- INSTRUCTIONS FOR THE TASK
The records appear below. Copy each one exactly.

━━ SUPPLIED RECORDS

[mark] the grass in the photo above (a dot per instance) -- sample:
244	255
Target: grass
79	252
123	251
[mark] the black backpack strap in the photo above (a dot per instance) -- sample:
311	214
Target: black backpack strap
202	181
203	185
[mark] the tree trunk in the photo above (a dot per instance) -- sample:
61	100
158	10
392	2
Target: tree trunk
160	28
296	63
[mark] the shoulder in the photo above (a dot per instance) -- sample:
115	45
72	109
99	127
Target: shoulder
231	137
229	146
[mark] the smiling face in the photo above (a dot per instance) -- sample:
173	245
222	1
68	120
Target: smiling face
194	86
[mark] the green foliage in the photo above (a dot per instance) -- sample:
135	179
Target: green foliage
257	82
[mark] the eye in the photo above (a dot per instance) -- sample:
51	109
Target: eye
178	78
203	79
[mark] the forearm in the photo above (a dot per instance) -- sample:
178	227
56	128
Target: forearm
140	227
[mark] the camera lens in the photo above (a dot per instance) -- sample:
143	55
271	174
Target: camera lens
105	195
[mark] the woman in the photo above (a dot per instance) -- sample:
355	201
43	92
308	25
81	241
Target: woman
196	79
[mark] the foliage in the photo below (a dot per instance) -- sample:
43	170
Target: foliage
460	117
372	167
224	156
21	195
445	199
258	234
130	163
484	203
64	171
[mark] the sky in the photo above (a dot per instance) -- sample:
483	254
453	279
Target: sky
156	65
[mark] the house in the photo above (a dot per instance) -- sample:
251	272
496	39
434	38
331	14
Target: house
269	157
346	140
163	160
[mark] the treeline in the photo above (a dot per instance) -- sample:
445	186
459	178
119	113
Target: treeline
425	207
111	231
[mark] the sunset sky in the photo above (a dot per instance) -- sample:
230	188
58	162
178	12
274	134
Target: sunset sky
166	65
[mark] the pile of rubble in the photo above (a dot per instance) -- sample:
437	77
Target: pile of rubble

━━━━

- WRITTEN ANSWER
[mark] the grass in the photo above (a dot per instance) -- sample:
244	255
Target: grass
79	252
123	251
[mark] the black backpack strap in the photo above (a dot per instance) -- sample:
311	214
Target: black backpack strap
202	181
203	185
[mark] the tree trunk in the photo above (a dot per instance) -- sample:
61	100
158	10
392	2
Target: tree trunk
160	28
296	63
[mark] the shoulder in the photo above (a dot per instance) -- sample:
115	45
72	109
99	127
Target: shoulder
231	137
229	146
[mark] the smiling face in the photo above (a dot per instance) -- sample:
173	245
222	1
68	120
Target: smiling face
194	86
[mark] the green foliage in the photo above (a dot per instance) -- sample:
135	179
Target: green foliage
257	82
[mark] the eye in the photo above (a dot per instance) -- sample:
51	109
Target: eye
178	78
203	79
[mark] the forearm in the photo above (a dot per instance) -- sample:
178	227
56	128
Target: forearm
140	227
[mark] the camera lens in the photo above (a dot per instance) -- sample:
143	55
271	174
Target: camera lens
105	195
[mark] the woman in the photo above (a dot per instance) -- sample:
355	201
43	92
308	25
81	241
Target: woman
196	79
[mark] the foliage in the photo below (a dot per instance) -- sample:
43	170
Target: foliage
460	117
372	167
224	156
21	195
445	199
258	234
130	163
484	203
64	171
[mark] the sky in the photo above (a dot per instance) -- sample:
483	254
453	279
Target: sky
156	65
[mark] the house in the photo above (a dot per instance) -- sample:
251	272
496	39
434	38
331	14
Target: house
269	157
346	140
163	160
[mark] the treeline in the photo above (a dot per instance) -- sample:
445	186
459	178
119	113
Target: treeline
425	207
111	231
[mark] the sunset sky in the photo above (a dot per instance) -- sample:
230	188
58	162
178	12
274	134
Target: sunset sky
166	65
[mark] the pile of rubble in the photo above (a dot per instance) -- sample:
437	77
Target: pile of rubble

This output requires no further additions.